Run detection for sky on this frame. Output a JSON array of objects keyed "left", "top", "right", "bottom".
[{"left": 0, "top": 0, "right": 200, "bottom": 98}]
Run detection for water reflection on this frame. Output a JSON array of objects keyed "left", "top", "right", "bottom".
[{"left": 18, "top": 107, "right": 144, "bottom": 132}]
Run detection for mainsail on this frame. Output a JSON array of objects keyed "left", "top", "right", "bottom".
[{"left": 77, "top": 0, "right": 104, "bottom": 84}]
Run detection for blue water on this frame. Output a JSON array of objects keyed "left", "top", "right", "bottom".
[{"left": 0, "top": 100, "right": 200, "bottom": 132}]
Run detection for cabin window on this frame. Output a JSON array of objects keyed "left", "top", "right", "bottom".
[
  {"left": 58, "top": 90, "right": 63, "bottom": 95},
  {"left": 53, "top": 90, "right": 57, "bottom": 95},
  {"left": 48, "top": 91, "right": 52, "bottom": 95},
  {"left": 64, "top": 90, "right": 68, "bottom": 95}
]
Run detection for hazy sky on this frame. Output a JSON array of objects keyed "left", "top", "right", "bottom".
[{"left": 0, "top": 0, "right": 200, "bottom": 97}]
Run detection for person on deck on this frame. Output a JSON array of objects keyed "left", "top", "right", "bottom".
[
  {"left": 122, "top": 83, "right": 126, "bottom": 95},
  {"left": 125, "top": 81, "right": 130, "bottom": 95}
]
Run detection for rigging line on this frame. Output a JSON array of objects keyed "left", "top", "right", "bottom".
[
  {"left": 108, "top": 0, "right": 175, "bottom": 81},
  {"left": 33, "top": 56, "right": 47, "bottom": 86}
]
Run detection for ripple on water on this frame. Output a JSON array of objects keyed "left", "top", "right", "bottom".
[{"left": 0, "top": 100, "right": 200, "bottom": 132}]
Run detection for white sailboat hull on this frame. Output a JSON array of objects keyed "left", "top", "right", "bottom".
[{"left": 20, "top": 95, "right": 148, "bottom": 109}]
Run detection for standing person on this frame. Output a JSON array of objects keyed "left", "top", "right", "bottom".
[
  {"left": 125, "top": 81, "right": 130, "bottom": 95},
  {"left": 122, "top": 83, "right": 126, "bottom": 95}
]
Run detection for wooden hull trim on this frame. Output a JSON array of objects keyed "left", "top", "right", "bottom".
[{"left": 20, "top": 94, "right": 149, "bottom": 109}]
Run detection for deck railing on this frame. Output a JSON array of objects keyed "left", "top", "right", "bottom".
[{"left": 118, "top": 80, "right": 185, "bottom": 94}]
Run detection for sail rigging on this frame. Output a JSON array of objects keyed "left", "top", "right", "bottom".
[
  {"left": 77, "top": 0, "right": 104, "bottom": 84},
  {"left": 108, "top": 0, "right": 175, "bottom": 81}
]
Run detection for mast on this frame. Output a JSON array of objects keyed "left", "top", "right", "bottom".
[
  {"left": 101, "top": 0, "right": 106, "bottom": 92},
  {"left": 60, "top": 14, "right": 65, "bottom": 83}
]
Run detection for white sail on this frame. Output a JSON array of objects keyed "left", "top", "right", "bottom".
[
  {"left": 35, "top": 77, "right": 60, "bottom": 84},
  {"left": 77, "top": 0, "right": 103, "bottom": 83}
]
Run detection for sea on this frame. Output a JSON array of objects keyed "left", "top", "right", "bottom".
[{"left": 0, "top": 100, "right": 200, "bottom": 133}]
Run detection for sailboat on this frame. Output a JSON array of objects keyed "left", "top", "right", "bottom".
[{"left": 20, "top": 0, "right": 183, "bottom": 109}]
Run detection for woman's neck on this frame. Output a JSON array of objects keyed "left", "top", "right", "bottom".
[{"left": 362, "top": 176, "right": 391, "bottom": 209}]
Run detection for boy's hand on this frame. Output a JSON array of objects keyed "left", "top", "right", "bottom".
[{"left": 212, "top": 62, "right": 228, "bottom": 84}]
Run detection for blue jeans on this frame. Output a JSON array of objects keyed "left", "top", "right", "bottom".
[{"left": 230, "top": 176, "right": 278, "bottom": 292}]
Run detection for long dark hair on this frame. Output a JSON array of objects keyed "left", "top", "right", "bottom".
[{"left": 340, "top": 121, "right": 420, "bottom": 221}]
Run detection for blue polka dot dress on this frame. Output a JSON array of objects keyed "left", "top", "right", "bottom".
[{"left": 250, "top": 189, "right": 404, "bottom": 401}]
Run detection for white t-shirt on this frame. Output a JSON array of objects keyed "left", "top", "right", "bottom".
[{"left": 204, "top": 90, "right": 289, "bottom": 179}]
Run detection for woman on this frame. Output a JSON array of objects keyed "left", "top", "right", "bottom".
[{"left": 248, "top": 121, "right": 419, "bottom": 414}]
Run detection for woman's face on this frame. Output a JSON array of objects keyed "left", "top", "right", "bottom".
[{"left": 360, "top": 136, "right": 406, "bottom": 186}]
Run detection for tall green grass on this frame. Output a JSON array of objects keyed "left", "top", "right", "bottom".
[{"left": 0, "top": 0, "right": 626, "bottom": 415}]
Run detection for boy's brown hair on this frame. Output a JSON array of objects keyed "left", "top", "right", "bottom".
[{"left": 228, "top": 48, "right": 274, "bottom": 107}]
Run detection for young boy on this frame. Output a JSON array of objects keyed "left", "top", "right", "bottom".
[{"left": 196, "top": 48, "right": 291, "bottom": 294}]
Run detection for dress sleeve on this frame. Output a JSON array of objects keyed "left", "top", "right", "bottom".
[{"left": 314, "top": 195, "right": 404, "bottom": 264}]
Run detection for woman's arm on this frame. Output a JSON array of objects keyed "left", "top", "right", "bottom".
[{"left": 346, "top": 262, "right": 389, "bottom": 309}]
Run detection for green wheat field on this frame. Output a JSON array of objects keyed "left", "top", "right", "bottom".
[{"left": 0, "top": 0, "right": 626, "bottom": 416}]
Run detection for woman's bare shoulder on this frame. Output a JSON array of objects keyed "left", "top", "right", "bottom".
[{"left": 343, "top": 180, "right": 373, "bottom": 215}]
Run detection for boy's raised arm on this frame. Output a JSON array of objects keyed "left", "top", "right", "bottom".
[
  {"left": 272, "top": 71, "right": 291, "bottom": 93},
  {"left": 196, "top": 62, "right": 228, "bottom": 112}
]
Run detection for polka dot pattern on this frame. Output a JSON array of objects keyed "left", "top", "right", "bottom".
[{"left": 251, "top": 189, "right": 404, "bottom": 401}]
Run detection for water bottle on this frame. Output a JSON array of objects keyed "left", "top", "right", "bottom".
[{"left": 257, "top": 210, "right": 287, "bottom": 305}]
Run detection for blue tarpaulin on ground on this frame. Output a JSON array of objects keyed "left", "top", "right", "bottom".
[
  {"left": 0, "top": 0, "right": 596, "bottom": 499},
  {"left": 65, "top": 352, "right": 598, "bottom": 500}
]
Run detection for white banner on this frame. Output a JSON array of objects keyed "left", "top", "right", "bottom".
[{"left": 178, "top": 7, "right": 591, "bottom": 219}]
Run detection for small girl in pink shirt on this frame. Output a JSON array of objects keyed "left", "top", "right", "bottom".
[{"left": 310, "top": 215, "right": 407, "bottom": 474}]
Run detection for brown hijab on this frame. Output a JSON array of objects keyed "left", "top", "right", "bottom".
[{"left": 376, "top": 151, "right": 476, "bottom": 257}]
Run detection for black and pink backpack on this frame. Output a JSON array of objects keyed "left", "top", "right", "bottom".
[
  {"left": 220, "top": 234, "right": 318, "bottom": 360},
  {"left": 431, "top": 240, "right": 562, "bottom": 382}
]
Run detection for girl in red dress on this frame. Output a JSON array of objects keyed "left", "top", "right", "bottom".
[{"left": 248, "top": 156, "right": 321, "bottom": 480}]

--------------------------------------------------

▶ TO BE DONE
Report every line of the rows above that contains the string "person", copying each one in full.

▶ EXERCISE RESPONSE
Run detection for person on deck on this frame. Output a JSON array of objects keyed "left", "top", "right", "bottom".
Run detection for standing person on this frame. Output a JSON array of objects keyed "left", "top", "right", "bottom".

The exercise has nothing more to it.